=== Aim ===
Count the lines in the listing below that contain the string "water" and give only that number.

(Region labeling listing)
= = = = = = =

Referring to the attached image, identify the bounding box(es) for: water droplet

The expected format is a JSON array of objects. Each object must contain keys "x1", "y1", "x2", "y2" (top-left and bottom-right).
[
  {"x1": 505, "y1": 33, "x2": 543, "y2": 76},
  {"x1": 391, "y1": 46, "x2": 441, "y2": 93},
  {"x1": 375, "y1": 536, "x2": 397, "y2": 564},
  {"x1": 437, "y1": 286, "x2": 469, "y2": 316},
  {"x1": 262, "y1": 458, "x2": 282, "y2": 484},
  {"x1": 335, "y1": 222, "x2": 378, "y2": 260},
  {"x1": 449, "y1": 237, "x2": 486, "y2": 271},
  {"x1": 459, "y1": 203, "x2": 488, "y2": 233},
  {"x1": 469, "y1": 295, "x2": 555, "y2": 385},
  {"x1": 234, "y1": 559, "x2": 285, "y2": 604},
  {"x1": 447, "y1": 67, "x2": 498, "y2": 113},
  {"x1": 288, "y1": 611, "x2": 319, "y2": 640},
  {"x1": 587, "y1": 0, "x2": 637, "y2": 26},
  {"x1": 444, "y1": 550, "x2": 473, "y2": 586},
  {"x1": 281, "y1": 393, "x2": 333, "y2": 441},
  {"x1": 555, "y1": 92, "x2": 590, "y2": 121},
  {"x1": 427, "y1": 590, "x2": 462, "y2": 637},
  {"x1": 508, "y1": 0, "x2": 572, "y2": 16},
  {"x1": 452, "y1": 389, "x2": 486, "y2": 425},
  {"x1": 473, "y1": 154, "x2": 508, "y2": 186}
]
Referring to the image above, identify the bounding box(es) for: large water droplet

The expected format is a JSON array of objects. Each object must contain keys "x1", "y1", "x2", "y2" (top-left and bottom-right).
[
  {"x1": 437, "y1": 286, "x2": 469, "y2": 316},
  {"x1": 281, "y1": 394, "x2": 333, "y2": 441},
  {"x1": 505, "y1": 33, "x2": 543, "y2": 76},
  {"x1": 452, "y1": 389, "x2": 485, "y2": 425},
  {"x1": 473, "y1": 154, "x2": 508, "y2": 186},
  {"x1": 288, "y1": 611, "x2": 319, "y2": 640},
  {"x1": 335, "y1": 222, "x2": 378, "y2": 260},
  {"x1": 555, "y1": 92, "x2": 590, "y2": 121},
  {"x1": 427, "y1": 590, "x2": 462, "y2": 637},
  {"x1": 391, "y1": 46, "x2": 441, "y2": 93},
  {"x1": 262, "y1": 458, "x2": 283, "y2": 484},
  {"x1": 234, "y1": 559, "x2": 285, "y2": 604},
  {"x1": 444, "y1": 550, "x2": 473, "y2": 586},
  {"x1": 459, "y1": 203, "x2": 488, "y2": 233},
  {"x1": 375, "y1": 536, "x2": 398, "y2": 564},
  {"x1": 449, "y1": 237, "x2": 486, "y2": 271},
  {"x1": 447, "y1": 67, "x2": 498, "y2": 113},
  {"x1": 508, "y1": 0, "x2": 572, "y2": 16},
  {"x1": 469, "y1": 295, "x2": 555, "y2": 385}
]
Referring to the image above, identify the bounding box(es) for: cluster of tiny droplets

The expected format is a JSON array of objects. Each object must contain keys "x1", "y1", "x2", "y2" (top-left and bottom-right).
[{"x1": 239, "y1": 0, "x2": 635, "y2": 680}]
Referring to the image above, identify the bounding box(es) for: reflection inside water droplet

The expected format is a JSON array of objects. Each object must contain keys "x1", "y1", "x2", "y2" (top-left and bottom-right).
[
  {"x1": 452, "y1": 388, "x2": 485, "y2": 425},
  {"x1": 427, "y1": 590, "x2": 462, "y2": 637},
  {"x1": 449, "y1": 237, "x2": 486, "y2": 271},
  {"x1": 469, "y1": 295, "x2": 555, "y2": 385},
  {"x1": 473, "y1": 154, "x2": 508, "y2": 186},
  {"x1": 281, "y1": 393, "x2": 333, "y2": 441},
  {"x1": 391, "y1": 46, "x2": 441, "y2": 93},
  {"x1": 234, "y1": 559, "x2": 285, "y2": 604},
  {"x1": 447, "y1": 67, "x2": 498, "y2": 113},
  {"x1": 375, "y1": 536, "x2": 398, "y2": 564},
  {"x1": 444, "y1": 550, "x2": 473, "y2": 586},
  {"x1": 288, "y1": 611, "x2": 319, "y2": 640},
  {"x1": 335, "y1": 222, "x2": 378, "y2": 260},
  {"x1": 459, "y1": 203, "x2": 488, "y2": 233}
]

= = = = = = =

=== Answer in full ===
3